What is required.
Nothing but an exact copy of the listing should appear in the response.

Supplied data.

◆ ◆ ◆ ◆ ◆ ◆ ◆

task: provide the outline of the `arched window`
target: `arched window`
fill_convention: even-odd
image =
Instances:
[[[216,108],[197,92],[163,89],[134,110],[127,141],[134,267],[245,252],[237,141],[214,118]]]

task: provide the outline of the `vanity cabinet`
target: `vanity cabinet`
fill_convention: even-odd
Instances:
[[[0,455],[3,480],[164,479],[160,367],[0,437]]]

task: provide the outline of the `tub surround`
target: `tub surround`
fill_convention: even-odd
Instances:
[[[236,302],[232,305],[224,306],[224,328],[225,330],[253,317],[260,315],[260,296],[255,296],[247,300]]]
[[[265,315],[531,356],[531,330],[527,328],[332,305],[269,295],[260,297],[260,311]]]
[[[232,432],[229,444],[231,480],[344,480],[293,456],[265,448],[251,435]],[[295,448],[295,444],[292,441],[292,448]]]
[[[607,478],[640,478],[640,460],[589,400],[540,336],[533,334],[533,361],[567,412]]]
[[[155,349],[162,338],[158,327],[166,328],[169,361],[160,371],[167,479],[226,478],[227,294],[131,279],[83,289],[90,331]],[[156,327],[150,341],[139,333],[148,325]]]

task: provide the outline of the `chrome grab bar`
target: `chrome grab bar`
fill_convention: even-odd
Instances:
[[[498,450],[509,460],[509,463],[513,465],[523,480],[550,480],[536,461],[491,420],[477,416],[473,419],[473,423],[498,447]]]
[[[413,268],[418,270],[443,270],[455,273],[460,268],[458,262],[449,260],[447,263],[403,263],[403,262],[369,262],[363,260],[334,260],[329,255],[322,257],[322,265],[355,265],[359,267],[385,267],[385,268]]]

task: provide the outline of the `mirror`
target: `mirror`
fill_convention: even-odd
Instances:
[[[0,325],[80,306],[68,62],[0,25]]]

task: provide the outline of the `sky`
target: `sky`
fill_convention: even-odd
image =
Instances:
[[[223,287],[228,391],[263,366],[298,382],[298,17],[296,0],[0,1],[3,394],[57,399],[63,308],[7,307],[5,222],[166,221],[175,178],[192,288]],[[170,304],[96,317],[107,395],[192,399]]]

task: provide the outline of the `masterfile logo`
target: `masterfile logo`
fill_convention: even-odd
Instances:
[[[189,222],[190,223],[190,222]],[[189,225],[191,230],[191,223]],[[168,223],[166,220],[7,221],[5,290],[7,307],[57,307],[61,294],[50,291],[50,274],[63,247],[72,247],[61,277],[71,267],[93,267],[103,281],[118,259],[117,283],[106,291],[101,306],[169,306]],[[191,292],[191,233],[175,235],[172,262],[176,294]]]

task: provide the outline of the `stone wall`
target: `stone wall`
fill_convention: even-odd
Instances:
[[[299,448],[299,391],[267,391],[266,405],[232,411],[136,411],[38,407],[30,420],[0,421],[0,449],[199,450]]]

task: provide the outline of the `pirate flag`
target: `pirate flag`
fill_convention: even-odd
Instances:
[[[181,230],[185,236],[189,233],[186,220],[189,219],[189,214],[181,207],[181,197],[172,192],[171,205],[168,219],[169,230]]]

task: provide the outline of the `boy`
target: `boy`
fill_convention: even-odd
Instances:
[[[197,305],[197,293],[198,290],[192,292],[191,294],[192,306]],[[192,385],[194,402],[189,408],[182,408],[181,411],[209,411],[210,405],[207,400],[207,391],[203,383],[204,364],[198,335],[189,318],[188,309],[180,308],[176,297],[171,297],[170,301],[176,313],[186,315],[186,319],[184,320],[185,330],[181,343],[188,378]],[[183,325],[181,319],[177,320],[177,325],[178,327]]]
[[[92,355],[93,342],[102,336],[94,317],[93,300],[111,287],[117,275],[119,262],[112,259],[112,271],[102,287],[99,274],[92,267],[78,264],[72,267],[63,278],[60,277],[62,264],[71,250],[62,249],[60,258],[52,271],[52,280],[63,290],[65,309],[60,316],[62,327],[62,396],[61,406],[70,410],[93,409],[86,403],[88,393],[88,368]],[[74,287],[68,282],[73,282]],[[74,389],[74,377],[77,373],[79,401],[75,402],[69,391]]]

◆ ◆ ◆ ◆ ◆ ◆ ◆

Written answer.
task: provide the outline of the `arched window`
target: `arched window`
fill_convention: even-odd
image =
Instances:
[[[216,108],[197,92],[163,89],[134,110],[127,141],[134,267],[245,252],[237,141],[214,118]]]

task: provide the outline of the `vanity cabinet`
target: `vanity cabinet`
fill_convention: even-odd
Instances:
[[[0,455],[3,480],[164,479],[160,367],[0,437]]]

task: provide the outline of the `tub surround`
target: `tub surround`
fill_convention: even-odd
Instances:
[[[236,302],[232,305],[224,306],[224,328],[225,330],[253,317],[260,315],[260,296],[255,296],[247,300]]]
[[[265,315],[531,356],[531,330],[527,328],[332,305],[269,295],[260,297],[260,311]]]
[[[232,432],[229,444],[231,480],[344,480],[293,456],[265,448],[251,435]],[[295,448],[295,444],[292,441],[292,448]]]
[[[607,478],[640,478],[640,460],[589,400],[540,336],[533,334],[533,361],[567,412]]]
[[[155,349],[162,338],[158,327],[166,328],[169,361],[160,371],[167,479],[226,478],[227,294],[131,279],[83,289],[90,331]],[[156,327],[150,341],[139,333],[148,325]]]

task: provide the outline of the `chrome grab bar`
target: `chrome grab bar`
fill_convention: even-odd
Instances:
[[[498,450],[509,460],[509,463],[513,465],[523,480],[550,480],[536,461],[491,420],[477,416],[473,419],[473,423],[498,447]]]
[[[413,268],[418,270],[443,270],[455,273],[460,268],[458,262],[449,260],[447,263],[403,263],[403,262],[369,262],[363,260],[334,260],[329,255],[322,257],[322,265],[355,265],[359,267],[385,267],[385,268]]]

task: provide the outline of the `mirror`
target: `mirror`
fill_convention: even-odd
Instances:
[[[0,325],[80,306],[68,62],[0,25]]]

task: provide the outline of the `sky`
target: `sky`
fill_convention: even-odd
image =
Instances:
[[[223,287],[228,391],[263,366],[298,382],[298,17],[296,0],[0,1],[3,394],[57,399],[63,308],[7,307],[5,222],[166,221],[175,178],[192,288]],[[170,304],[96,317],[107,395],[192,399]]]

task: provide the outline of the `masterfile logo`
target: `masterfile logo`
fill_convention: even-odd
Instances:
[[[189,222],[190,223],[190,222]],[[189,225],[191,230],[191,223]],[[168,223],[166,220],[7,221],[5,290],[7,307],[57,307],[61,294],[50,291],[50,274],[63,247],[72,247],[61,277],[71,267],[93,267],[103,281],[118,259],[117,283],[106,291],[101,306],[169,306]],[[191,292],[191,233],[175,235],[172,262],[176,294]]]

task: provide the outline of the `stone wall`
target: `stone wall`
fill_convention: even-odd
Instances:
[[[299,448],[299,391],[267,391],[266,405],[232,411],[136,411],[38,407],[30,420],[0,421],[0,449],[199,450]]]

task: provide the outline of the `pirate flag`
target: `pirate flag`
fill_convention: even-odd
Instances:
[[[181,230],[185,236],[189,233],[186,220],[189,219],[189,214],[181,207],[181,197],[172,192],[171,205],[168,219],[169,230]]]

task: provide the outline of the `boy`
target: `boy`
fill_convention: even-odd
Instances:
[[[197,305],[197,293],[198,290],[192,292],[191,294],[192,306]],[[192,385],[194,402],[189,408],[182,408],[181,411],[209,411],[210,405],[207,400],[207,391],[203,383],[204,364],[198,335],[189,318],[188,309],[180,308],[176,297],[171,297],[170,301],[176,313],[186,315],[186,319],[184,320],[185,330],[181,343],[188,378]],[[183,325],[181,319],[177,320],[177,325],[178,327]]]
[[[92,355],[93,342],[102,336],[94,317],[93,300],[111,287],[117,275],[119,262],[112,259],[112,271],[102,287],[99,274],[92,267],[78,264],[72,267],[63,278],[60,277],[62,264],[71,250],[62,249],[60,258],[52,271],[52,280],[63,290],[65,309],[60,316],[62,327],[62,396],[61,406],[70,410],[93,409],[86,403],[88,393],[88,368]],[[74,287],[68,282],[73,282]],[[74,389],[74,377],[77,373],[79,401],[75,402],[69,391]]]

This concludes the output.